§ **Selected passage**

________________________

Monday, March 2, 2015

Housing Bubble Redux: Subprime Auto Market Begins To Crack

"As noted last week, the aggregate amount of loans for new and used cars will in short order eclipse the $1 trillion mark, joining total student debt in full-on bubble mode. Better still, early delinquencies on auto loans are now sitting back at their 2008 highs (both for all borrowers and for subprime borrowers, with 9% of the latter now missing a payment within the first 8 months of origination). Despite this, and despite the fact that nearly a third of all auto loans in 2013 were made to subprime borrowers (the same amount we saw in 2006 at the very height of reckless underwriting standards), Experian says everything is fine. 
Meanwhile, Wells Fargo recently noted that although lending standards had indeed gotten back to “normal” (and as a reminder, “normal” now means how things were in 2006) it’s beginning to look like some households “might be overleveraged.” Simultaneously, lenders are again showing a propensity towards origination for the purpose of selling loans rather than holding them; that is, originating loans and then happily passing them on to the Wall Street securitization machine, which explains why despite a collapse in the issuance of ABS backed by home equity loans since the crisis, total ABS issuance in the U.S. hit its highest level since 2008 last year.

________________________

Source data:
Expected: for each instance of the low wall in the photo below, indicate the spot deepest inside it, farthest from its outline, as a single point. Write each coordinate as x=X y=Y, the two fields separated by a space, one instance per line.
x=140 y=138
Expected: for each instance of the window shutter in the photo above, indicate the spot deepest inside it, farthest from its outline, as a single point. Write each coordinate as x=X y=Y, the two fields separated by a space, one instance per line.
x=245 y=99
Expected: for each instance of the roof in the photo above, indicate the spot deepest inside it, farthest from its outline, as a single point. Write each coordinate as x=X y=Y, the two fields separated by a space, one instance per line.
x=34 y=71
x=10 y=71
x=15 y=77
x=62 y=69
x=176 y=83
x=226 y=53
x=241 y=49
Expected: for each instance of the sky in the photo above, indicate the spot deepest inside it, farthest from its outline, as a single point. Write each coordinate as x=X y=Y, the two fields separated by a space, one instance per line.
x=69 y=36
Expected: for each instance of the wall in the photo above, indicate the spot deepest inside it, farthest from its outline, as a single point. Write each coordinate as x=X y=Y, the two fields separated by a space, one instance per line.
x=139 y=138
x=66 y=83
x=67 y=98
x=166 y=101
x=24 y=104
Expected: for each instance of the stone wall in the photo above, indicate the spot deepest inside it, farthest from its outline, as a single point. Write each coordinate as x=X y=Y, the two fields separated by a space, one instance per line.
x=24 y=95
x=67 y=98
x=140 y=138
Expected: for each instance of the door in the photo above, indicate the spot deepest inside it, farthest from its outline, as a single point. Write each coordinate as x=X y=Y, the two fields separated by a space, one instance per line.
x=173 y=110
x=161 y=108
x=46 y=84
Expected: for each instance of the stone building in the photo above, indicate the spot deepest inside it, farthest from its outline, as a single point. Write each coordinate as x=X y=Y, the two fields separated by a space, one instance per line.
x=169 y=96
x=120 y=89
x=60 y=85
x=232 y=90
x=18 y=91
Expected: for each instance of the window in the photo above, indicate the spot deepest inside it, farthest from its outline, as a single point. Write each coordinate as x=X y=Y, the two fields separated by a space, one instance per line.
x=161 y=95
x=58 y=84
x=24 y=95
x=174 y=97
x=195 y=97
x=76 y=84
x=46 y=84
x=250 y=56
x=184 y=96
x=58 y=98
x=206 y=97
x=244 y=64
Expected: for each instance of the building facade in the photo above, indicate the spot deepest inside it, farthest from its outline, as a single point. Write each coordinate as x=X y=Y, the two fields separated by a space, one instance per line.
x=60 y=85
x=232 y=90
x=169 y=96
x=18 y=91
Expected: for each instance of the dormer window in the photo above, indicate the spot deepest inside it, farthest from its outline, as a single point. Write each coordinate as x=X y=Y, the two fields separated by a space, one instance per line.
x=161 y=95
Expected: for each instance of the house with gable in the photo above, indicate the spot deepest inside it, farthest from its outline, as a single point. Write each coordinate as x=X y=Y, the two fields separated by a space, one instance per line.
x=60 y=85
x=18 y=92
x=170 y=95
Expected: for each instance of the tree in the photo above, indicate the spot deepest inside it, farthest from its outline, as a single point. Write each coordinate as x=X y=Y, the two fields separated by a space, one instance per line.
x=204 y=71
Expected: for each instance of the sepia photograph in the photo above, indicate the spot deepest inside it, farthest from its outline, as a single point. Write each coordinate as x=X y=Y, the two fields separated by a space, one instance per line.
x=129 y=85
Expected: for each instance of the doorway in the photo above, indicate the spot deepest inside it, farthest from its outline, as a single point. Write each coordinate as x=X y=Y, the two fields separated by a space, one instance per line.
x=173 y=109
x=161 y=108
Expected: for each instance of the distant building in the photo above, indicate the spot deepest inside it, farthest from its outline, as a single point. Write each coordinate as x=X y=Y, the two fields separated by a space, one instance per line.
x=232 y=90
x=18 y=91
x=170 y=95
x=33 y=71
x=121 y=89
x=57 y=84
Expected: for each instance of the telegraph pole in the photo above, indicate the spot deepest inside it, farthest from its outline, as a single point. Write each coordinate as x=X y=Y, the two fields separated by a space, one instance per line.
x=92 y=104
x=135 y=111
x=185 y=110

________________________

§ **Written problem A**
Please update the stretch of the auto loan post from "Monday, March 2, 2015" through "everything is fine." and write it out with "TransUnion" in place of "Experian".
§ **Written problem B**
Gather every line of the records that contains the string "window".

§ **Problem solution A**
Monday, March 2, 2015

Housing Bubble Redux: Subprime Auto Market Begins To Crack

"As noted last week, the aggregate amount of loans for new and used cars will in short order eclipse the $1 trillion mark, joining total student debt in full-on bubble mode. Better still, early delinquencies on auto loans are now sitting back at their 2008 highs (both for all borrowers and for subprime borrowers, with 9% of the latter now missing a payment within the first 8 months of origination). Despite this, and despite the fact that nearly a third of all auto loans in 2013 were made to subprime borrowers (the same amount we saw in 2006 at the very height of reckless underwriting standards), TransUnion says everything is fine.

§ **Problem solution B**
Expected: for each instance of the window shutter in the photo above, indicate the spot deepest inside it, farthest from its outline, as a single point. Write each coordinate as x=X y=Y, the two fields separated by a space, one instance per line.
Expected: for each instance of the window in the photo above, indicate the spot deepest inside it, farthest from its outline, as a single point. Write each coordinate as x=X y=Y, the two fields separated by a space, one instance per line.
Expected: for each instance of the dormer window in the photo above, indicate the spot deepest inside it, farthest from its outline, as a single point. Write each coordinate as x=X y=Y, the two fields separated by a space, one instance per line.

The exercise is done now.